• **TASK TO COMPLETE**
The line containing "of the black" marks the start. Restate it and every following line through the end of the records exactly, and nothing else, leaving out the pictures.

• **DATA FOR THIS EXERCISE**
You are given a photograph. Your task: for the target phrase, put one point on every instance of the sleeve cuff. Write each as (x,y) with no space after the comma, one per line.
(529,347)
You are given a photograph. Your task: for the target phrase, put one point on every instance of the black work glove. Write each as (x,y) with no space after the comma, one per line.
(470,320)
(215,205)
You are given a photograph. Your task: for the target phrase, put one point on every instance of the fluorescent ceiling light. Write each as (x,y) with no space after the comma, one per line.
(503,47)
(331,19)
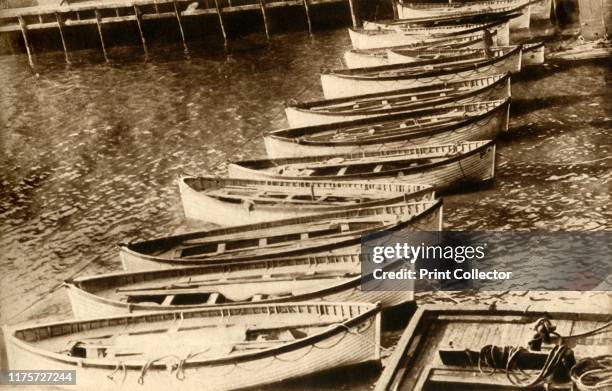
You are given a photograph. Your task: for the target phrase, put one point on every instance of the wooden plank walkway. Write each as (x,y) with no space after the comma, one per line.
(45,17)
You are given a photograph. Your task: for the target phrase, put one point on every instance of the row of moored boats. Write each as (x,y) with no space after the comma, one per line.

• **RESPONSE**
You are given a photograph. Your task: for the target phrase, put one point on every instance of the black work glove. Write each as (x,y) with no space after the comma, one per line.
(470,320)
(215,205)
You are given a photograph. Your task: for the target phrase, put one point on every instance of the fluorescent ceiling light. Write each as (x,y) with no space after the comma, one per line.
(503,47)
(331,19)
You are given a photograph. Your task: for the target phrase, put one point on every instance of the wooden plank walkway. Write each as (x,y) with no space after the comma, one per line.
(45,17)
You are given a photograph. Your task: for the target phrase, put one point on every instance of the row of moored boats. Write each as (x,y) with no space after the comma, one per line.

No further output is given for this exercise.